A l’heure où nous parlons beaucoup de la digitalisation des modes de paiement, on compte encore un certain nombre de personnes qui, pour des raisons très variées, ne possèdent pas de carte bancaire. A l’échelle de la population française, ce nombre est sans doute dérisoire bien sûr. Mais d’un point de vue éthique, il est plus que problématique d’imposer des modes de paiement virtuels à des personnes qui ne le désirent pas, en posant ainsi implicitement qu’aucune vie sociale ne serait plus possible sans moyens numériques. Cette vision de la bonne marche de la société et de son progrès ne tient surtout pas compte des effets négatifs que des mesures de fermeture de services causent sur l’équilibre de vie de personnes âgées et vulnérables.
Puisque la crise que nous affrontons doit nous inciter à préparer le « temps d’après » (crise), une proposition que nous formulons ici est que les politiques publiques de dématérialisation de nombreux services de la vie sociale et économique devraient s’accompagner d’une prévention des inégalités générées par l’imposition du tout numérique.

━━━━━━━━━━

- _Consigne_: Recopiez intégralement l'extrait ci-dessus, sans rien y changer.

- _Liste des enregistrements_:
━━━━━━━━━━

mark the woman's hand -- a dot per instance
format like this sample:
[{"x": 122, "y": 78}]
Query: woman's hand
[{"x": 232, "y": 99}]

━━━━━━━━━━

- _Réponse_:
A l’heure où nous parlons beaucoup de la digitalisation des modes de paiement, on compte encore un certain nombre de personnes qui, pour des raisons très variées, ne possèdent pas de carte bancaire. A l’échelle de la population française, ce nombre est sans doute dérisoire bien sûr. Mais d’un point de vue éthique, il est plus que problématique d’imposer des modes de paiement virtuels à des personnes qui ne le désirent pas, en posant ainsi implicitement qu’aucune vie sociale ne serait plus possible sans moyens numériques. Cette vision de la bonne marche de la société et de son progrès ne tient surtout pas compte des effets négatifs que des mesures de fermeture de services causent sur l’équilibre de vie de personnes âgées et vulnérables.
Puisque la crise que nous affrontons doit nous inciter à préparer le « temps d’après » (crise), une proposition que nous formulons ici est que les politiques publiques de dématérialisation de nombreux services de la vie sociale et économique devraient s’accompagner d’une prévention des inégalités générées par l’imposition du tout numérique.